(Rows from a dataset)
____
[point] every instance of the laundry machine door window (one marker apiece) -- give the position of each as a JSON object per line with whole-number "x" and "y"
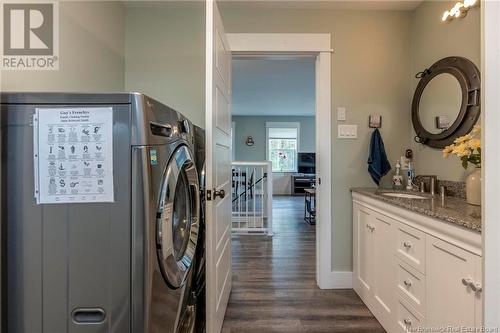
{"x": 178, "y": 218}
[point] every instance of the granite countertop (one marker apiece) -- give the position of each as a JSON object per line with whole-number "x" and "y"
{"x": 450, "y": 209}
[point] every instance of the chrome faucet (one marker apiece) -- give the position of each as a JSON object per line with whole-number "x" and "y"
{"x": 432, "y": 183}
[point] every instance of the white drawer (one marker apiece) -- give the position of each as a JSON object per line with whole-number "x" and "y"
{"x": 411, "y": 285}
{"x": 408, "y": 320}
{"x": 411, "y": 246}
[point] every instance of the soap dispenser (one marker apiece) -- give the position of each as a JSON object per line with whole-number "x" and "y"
{"x": 397, "y": 178}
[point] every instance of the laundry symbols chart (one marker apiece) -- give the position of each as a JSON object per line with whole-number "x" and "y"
{"x": 73, "y": 155}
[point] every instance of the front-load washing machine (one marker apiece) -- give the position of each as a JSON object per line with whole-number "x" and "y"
{"x": 100, "y": 213}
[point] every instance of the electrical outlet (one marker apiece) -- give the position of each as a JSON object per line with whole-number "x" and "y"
{"x": 404, "y": 163}
{"x": 341, "y": 115}
{"x": 347, "y": 131}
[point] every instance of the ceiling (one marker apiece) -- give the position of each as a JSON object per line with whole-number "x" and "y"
{"x": 400, "y": 5}
{"x": 404, "y": 5}
{"x": 273, "y": 87}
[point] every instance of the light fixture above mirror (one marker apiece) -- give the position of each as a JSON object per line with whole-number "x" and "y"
{"x": 459, "y": 10}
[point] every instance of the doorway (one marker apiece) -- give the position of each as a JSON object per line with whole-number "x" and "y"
{"x": 317, "y": 48}
{"x": 273, "y": 116}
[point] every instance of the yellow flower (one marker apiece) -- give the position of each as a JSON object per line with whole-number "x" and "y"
{"x": 476, "y": 130}
{"x": 463, "y": 139}
{"x": 461, "y": 150}
{"x": 447, "y": 150}
{"x": 474, "y": 144}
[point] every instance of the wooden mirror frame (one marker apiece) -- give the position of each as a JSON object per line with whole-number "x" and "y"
{"x": 468, "y": 76}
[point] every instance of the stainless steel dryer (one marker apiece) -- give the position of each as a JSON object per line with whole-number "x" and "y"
{"x": 193, "y": 304}
{"x": 118, "y": 266}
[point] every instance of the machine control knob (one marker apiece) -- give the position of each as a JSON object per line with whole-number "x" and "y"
{"x": 184, "y": 126}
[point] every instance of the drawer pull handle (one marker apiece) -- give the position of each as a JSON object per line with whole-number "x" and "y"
{"x": 88, "y": 315}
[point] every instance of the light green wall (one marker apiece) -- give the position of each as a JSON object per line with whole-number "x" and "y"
{"x": 432, "y": 40}
{"x": 165, "y": 55}
{"x": 370, "y": 68}
{"x": 91, "y": 44}
{"x": 256, "y": 127}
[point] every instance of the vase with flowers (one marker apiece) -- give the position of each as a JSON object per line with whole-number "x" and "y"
{"x": 468, "y": 149}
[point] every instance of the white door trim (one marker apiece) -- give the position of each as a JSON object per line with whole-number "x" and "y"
{"x": 490, "y": 15}
{"x": 318, "y": 46}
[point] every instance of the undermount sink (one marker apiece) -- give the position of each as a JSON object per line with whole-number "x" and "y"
{"x": 403, "y": 195}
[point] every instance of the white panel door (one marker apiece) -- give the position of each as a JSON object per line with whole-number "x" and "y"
{"x": 384, "y": 267}
{"x": 363, "y": 252}
{"x": 449, "y": 269}
{"x": 218, "y": 166}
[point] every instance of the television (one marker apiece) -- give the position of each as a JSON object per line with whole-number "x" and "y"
{"x": 306, "y": 163}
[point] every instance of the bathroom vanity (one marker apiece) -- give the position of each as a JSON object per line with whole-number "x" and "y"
{"x": 417, "y": 261}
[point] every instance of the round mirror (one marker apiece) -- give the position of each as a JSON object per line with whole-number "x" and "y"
{"x": 440, "y": 103}
{"x": 447, "y": 101}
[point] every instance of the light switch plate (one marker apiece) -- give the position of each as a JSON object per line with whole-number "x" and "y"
{"x": 341, "y": 116}
{"x": 347, "y": 131}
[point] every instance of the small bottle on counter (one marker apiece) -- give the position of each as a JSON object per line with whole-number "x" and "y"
{"x": 397, "y": 178}
{"x": 410, "y": 176}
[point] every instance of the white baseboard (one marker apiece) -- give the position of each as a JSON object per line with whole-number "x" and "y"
{"x": 337, "y": 280}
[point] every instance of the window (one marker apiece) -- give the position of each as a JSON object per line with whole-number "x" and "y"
{"x": 282, "y": 146}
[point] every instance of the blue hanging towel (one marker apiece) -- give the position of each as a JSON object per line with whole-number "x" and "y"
{"x": 378, "y": 165}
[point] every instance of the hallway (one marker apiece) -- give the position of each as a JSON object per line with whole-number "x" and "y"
{"x": 274, "y": 287}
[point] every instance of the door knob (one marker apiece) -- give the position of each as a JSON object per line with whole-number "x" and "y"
{"x": 476, "y": 287}
{"x": 220, "y": 193}
{"x": 467, "y": 282}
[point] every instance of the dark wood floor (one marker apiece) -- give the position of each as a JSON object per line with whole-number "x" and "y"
{"x": 274, "y": 286}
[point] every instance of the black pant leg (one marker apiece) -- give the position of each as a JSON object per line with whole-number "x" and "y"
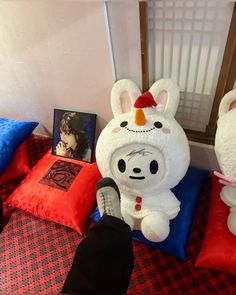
{"x": 103, "y": 261}
{"x": 1, "y": 215}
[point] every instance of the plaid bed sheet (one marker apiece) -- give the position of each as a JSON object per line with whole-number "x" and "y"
{"x": 35, "y": 255}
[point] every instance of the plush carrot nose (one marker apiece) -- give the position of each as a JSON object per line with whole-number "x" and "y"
{"x": 140, "y": 117}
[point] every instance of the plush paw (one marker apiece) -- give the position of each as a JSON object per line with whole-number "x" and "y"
{"x": 155, "y": 227}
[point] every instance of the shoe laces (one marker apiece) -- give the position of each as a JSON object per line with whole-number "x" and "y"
{"x": 107, "y": 204}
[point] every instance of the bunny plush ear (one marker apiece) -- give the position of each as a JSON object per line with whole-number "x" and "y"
{"x": 119, "y": 88}
{"x": 166, "y": 94}
{"x": 228, "y": 102}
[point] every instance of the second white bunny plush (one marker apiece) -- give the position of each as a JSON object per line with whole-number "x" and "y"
{"x": 225, "y": 148}
{"x": 147, "y": 153}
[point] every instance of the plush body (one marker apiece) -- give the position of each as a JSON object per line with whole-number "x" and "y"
{"x": 147, "y": 153}
{"x": 225, "y": 148}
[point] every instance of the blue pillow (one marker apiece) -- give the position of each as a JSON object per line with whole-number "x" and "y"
{"x": 187, "y": 191}
{"x": 12, "y": 134}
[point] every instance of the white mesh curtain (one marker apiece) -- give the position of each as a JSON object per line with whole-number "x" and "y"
{"x": 186, "y": 43}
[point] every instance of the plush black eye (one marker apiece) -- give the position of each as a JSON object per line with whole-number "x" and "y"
{"x": 158, "y": 124}
{"x": 123, "y": 124}
{"x": 121, "y": 165}
{"x": 153, "y": 167}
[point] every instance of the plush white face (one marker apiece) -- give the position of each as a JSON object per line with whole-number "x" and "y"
{"x": 144, "y": 150}
{"x": 137, "y": 165}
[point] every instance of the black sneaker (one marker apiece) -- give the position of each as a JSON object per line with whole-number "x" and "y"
{"x": 108, "y": 198}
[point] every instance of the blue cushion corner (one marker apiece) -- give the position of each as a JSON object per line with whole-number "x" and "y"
{"x": 13, "y": 133}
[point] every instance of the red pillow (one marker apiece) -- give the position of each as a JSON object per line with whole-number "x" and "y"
{"x": 59, "y": 190}
{"x": 19, "y": 165}
{"x": 219, "y": 245}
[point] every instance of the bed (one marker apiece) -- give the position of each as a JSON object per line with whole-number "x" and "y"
{"x": 36, "y": 255}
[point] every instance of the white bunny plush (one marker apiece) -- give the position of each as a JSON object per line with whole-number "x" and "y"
{"x": 147, "y": 153}
{"x": 225, "y": 148}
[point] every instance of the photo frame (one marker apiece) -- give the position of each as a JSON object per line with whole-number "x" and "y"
{"x": 74, "y": 134}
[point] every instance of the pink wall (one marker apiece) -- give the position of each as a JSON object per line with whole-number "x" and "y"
{"x": 54, "y": 54}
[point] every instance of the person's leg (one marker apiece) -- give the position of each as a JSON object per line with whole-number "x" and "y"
{"x": 1, "y": 215}
{"x": 104, "y": 260}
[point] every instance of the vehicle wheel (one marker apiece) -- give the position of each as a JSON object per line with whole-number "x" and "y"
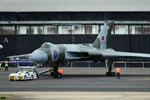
{"x": 32, "y": 77}
{"x": 55, "y": 75}
{"x": 60, "y": 75}
{"x": 52, "y": 73}
{"x": 113, "y": 73}
{"x": 25, "y": 78}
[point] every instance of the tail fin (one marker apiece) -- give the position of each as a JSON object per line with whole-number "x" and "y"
{"x": 102, "y": 39}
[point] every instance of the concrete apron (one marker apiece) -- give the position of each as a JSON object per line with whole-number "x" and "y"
{"x": 79, "y": 95}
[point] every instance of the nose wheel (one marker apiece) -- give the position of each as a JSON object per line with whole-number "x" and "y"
{"x": 55, "y": 73}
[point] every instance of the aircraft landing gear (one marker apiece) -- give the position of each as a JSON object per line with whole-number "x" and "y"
{"x": 55, "y": 73}
{"x": 109, "y": 73}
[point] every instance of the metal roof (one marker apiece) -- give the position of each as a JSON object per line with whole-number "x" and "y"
{"x": 74, "y": 5}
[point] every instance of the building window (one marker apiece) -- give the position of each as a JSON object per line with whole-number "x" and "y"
{"x": 112, "y": 31}
{"x": 7, "y": 30}
{"x": 121, "y": 29}
{"x": 64, "y": 29}
{"x": 78, "y": 29}
{"x": 37, "y": 30}
{"x": 49, "y": 29}
{"x": 135, "y": 29}
{"x": 22, "y": 30}
{"x": 92, "y": 29}
{"x": 146, "y": 29}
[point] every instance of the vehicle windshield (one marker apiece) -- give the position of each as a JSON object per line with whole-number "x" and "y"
____
> [Request]:
Output exactly the lines between the one containing "[point] every instance of the metal" and the final line above, both inclusive.

> [Task response]:
[point] every instance of the metal roof (one marker apiece) -- give the position of each as a JSON object per line with whole-number "x" and "y"
{"x": 74, "y": 5}
[point] every instance of the building window (one marker apiece) -- give the position of each as a JSON object per line with whole-number "x" and "y"
{"x": 112, "y": 31}
{"x": 7, "y": 30}
{"x": 121, "y": 29}
{"x": 64, "y": 29}
{"x": 78, "y": 29}
{"x": 37, "y": 30}
{"x": 49, "y": 29}
{"x": 135, "y": 29}
{"x": 22, "y": 30}
{"x": 92, "y": 29}
{"x": 146, "y": 29}
[point] every instance of the vehicle windshield (one marker apiece) -- give the position of each as a JSON object per line with whole-number "x" and "y"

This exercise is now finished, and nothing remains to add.